■ ACTION ITEM A
In the Boston Scientific options article, what was the second-highest daily options volume in the past 12 months, and on what date did it occur?
■ ACTION ITEM B
Output the part of the Boston Scientific options article starting at "Hedging Their Bet" and ending at "a bullish sentiment.".

■ PAGE EXTRACT
......
Boston Scientific (BSX) was one of yesterday’s stocks with above-average options and share volume. The former was 607,406, 11.5 times its 30-day average, while its share volume of 44.94 million was more than double its average volume.

Unsurprisingly, the medical devices stock had significant unusual options activity that included two of the top three Vol/OI (volume-to-open-interest) ratios and four over 10.0.

It’s been a while since I’ve seen such a high Vol/OI ratio. I might not be the sharpest tool in the drawer, but it can’t be a coincidence that the Dec. 18 $67.50 call and Dec. 18 $40 put’s Vol/OI ratios were so high.

The combination screams M&A. Here’s why. 

Have an excellent weekend. 

The BSX Options in Question

To put yesterday’s volume in context, 607,406 contracts traded was the highest daily amount in the past 12 months, 4.8 times higher than the second-highest volume of 126,575 on Jan. 20. 

The call and put expiring on Dec. 18 in 205 days accounted for nearly 50% of the overall volume. Determining the possible options strategies at play involves a closer look at the trades for both options. 

Here are the two notable call trades. One happened at 11:04 a.m. ET yesterday, while the other was three minutes later at 11:07. These two trades accounted for 97.6% of the contract volume for the Dec. 18 $67.50 call. 

Here are the four notable put trades. Two happened at 11:04 a.m. ET yesterday, while the other two were three minutes later at 11:07. These four trades accounted for 97.9% of the contract volume for the Dec. 18 $40 put. 

It could be a coincidence that the put volume at both 11:04 and 11:07 was precisely 40% of the call volume for trades at 11:04 and 11:07. Of course, if you believe that, you also believe in Santa Claus. 

The M&A Angle

On Wednesday, BSX shares lost more than 12% due to a couple of reasons. 

First, several analysts published bearish takes on the stock, while Wolfe Research analyst downgraded BSX from Outperform to Peer Perform, and Wells Fargo downgraded it to Hold from Strong Buy. 

Secondly, and part of the reason some analysts were negative, was CEO Mike Mahoney's comments on Wednesday, suggesting that its Watchman device, used to close the left atrial appendage, was experiencing declining usage for stand-alone procedures.  

BSX stock is now down nearly 49% year-to-date, trading at or near a three-year low. With investors skeptical about the company’s ability to meet its 2026 organic growth guidance of 7.3% at the midpoint, the downward pressure on its stock could persist for some time. 

So, with its stock 55% off its September 2025 all-time high of $109.50, the institution making this big bet could know, or be speculating, that an offer from Johnson & Johnson (JNJ) or another large medical device company is interested in buying Boston Scientific at a time when its stock is cheap.      

Conjecture, of course, but it’s not uncommon for a CEO to talk down a segment of its business when negotiating a sale to keep investors off the scent and potential buyers interested. 

We’ll see soon enough.

Hedging Their Bet

Another possibility is that this big institution doesn’t know anything specific about a buyout but believes it could be a catalyst for upside by December, and already has a large position in BSX. The 207,200 calls are 2.5 times the 82,880 puts, indicating a bullish sentiment.
......
(Collected data entries)
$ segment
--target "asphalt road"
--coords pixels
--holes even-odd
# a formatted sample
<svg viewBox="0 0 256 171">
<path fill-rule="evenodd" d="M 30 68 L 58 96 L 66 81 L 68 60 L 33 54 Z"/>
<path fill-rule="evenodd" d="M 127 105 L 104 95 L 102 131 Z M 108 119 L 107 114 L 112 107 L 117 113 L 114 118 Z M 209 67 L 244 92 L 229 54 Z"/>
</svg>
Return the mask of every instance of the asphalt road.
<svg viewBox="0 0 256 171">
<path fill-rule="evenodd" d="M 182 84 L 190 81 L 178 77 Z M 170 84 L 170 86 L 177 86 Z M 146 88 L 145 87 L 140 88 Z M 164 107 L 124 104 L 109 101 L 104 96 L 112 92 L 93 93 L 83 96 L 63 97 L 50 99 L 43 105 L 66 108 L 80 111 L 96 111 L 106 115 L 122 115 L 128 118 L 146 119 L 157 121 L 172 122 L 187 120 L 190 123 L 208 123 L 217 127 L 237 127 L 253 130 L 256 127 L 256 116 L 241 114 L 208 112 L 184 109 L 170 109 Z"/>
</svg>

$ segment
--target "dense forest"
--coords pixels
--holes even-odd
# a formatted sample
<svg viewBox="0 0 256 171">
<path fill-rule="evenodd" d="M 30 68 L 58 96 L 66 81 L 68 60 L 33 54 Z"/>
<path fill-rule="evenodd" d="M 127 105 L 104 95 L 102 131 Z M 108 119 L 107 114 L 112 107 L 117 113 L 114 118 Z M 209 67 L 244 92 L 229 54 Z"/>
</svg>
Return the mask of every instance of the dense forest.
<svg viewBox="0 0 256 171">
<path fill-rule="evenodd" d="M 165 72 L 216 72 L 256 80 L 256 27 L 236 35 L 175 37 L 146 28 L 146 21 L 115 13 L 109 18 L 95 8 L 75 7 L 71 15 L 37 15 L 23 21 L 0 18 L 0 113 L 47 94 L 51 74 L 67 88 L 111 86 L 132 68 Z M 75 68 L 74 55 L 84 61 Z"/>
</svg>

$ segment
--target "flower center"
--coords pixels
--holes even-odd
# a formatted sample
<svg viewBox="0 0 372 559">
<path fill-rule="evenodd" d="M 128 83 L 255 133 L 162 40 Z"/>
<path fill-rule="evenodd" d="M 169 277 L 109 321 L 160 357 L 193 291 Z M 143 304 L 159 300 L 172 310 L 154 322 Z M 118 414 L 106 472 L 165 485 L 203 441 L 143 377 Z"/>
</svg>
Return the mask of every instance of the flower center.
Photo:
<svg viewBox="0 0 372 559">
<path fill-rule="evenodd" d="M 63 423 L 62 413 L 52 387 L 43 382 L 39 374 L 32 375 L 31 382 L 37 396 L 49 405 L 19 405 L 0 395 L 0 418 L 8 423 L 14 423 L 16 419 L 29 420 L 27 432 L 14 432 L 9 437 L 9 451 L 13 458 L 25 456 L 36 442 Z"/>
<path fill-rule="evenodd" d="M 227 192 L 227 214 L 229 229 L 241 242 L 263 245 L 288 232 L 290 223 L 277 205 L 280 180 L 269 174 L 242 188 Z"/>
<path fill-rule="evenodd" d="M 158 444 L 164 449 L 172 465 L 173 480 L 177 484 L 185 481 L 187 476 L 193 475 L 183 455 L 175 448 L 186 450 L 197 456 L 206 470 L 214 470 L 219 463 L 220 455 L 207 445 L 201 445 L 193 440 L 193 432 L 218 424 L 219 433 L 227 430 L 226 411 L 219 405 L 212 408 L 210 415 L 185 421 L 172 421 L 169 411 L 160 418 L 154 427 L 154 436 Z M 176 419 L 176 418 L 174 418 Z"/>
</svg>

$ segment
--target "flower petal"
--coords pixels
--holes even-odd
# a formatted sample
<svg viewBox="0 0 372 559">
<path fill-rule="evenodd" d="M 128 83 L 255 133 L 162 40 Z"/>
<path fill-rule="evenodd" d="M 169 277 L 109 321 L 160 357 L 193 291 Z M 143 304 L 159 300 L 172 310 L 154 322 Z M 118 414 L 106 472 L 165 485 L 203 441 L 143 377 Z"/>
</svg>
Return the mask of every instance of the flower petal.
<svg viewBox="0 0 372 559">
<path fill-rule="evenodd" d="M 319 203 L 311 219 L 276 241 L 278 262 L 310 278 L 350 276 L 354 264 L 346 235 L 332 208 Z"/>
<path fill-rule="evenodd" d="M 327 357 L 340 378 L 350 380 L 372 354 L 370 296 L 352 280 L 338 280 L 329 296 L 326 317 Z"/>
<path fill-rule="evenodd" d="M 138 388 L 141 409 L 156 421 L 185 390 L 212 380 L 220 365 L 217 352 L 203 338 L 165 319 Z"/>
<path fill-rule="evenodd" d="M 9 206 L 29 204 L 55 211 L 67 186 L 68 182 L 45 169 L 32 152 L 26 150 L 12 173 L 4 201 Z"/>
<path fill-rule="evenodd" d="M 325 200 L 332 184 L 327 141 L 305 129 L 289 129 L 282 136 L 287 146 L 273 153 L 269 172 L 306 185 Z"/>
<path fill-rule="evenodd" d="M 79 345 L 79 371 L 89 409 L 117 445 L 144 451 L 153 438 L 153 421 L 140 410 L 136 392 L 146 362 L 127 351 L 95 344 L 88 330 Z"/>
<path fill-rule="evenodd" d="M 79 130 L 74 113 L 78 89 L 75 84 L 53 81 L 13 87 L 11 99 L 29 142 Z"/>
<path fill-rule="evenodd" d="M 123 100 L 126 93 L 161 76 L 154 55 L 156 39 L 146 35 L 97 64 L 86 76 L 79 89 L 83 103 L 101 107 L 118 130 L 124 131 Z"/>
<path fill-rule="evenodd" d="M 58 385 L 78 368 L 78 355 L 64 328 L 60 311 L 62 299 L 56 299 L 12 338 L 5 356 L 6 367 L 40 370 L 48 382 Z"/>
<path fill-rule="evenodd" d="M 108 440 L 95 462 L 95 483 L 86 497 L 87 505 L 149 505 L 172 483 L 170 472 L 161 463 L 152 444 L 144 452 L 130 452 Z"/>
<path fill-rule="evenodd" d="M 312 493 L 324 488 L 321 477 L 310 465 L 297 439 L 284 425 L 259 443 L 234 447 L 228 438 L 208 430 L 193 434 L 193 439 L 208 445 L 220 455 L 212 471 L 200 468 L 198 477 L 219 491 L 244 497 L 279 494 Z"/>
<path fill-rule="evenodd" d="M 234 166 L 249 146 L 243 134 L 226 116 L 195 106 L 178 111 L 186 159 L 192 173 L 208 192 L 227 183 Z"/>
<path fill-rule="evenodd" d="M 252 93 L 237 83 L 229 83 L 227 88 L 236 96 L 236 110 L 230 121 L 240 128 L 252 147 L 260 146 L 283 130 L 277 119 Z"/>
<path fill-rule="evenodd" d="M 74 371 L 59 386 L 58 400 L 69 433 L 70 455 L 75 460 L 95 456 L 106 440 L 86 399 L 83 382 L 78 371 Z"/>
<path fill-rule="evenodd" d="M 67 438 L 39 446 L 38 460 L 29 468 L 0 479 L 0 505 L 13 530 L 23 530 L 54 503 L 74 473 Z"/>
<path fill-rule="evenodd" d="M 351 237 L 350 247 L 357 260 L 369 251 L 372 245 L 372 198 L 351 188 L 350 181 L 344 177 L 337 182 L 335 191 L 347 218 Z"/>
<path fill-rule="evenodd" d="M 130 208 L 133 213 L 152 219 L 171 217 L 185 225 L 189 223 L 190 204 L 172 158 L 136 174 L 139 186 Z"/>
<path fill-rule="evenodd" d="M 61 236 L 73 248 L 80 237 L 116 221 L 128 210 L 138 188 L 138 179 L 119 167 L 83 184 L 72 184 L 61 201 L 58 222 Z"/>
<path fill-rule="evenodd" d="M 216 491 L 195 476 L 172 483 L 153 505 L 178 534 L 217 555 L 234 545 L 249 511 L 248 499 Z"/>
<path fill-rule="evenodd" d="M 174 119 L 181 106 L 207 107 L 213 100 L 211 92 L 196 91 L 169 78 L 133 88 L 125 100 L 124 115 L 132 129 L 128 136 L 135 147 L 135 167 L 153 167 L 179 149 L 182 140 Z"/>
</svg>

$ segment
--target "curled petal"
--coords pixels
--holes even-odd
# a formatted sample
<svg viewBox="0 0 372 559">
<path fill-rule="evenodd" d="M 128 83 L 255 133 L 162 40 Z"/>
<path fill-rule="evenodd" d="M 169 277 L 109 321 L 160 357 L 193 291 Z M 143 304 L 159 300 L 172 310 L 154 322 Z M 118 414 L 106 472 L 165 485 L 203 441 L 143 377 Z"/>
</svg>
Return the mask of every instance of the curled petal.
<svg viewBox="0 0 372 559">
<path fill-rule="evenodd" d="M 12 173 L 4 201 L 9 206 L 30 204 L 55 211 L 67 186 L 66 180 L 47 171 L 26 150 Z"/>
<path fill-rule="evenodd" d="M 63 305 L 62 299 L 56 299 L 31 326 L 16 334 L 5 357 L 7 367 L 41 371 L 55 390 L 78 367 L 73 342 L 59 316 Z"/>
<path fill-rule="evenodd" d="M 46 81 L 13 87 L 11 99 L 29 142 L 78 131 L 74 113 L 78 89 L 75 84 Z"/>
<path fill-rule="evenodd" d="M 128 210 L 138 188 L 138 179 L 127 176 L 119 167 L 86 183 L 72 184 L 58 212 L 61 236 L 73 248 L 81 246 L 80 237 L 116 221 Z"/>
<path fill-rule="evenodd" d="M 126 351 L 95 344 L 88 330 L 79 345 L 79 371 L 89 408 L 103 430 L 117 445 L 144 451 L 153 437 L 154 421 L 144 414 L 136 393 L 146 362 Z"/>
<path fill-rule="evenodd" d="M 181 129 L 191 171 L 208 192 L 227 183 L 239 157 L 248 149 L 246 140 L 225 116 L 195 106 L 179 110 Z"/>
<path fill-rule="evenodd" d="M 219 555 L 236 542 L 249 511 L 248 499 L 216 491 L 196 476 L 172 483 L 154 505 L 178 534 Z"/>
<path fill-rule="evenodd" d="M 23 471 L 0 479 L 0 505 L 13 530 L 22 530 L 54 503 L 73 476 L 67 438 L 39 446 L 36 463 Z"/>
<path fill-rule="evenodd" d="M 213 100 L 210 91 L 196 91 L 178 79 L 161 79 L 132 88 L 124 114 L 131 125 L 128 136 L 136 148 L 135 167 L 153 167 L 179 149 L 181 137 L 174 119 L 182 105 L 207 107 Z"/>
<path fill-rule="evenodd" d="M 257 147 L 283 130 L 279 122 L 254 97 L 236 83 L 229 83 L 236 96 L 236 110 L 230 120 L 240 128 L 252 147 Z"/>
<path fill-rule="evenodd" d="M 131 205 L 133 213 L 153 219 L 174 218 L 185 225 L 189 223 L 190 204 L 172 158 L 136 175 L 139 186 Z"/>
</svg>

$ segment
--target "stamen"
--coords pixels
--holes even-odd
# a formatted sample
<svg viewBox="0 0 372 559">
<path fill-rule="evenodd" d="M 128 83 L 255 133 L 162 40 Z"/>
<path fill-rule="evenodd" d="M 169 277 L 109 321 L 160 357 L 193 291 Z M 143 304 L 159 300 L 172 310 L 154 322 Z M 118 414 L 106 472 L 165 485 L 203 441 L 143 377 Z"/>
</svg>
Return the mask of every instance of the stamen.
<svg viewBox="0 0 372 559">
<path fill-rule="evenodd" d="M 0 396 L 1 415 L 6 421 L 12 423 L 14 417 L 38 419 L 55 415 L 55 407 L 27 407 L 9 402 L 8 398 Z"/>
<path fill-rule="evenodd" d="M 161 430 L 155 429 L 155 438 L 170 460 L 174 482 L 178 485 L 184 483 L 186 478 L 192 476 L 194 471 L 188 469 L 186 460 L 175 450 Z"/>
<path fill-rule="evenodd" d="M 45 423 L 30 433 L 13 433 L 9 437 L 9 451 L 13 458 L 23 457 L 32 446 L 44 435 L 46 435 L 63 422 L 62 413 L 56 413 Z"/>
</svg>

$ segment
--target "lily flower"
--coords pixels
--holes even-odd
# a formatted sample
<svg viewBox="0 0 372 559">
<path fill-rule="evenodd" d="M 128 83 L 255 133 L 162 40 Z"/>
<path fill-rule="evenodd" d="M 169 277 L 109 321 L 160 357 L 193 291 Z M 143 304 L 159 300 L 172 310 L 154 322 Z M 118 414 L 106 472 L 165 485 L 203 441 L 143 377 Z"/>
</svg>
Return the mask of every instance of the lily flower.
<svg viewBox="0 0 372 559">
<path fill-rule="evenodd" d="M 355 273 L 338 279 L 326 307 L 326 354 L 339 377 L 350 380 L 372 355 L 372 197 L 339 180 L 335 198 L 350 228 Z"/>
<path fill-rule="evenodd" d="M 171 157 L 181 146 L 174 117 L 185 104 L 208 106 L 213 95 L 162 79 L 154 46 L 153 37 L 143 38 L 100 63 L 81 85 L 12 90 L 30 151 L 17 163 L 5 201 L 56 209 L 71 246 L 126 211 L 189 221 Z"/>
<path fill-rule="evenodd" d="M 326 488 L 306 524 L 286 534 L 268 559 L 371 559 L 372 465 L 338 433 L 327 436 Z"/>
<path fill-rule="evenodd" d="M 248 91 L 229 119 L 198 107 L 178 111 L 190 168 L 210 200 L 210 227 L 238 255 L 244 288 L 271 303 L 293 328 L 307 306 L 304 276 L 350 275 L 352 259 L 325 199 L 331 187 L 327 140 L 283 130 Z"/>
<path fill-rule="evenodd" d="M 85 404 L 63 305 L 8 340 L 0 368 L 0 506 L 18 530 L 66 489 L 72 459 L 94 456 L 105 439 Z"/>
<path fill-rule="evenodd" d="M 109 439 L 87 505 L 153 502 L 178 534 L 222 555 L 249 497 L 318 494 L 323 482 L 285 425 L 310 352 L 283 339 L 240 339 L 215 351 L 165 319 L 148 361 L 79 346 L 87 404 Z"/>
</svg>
......
■ FINAL ANSWER A
126,575 contracts, on Jan. 20.

■ FINAL ANSWER B
Hedging Their Bet

Another possibility is that this big institution doesn’t know anything specific about a buyout but believes it could be a catalyst for upside by December, and already has a large position in BSX. The 207,200 calls are 2.5 times the 82,880 puts, indicating a bullish sentiment.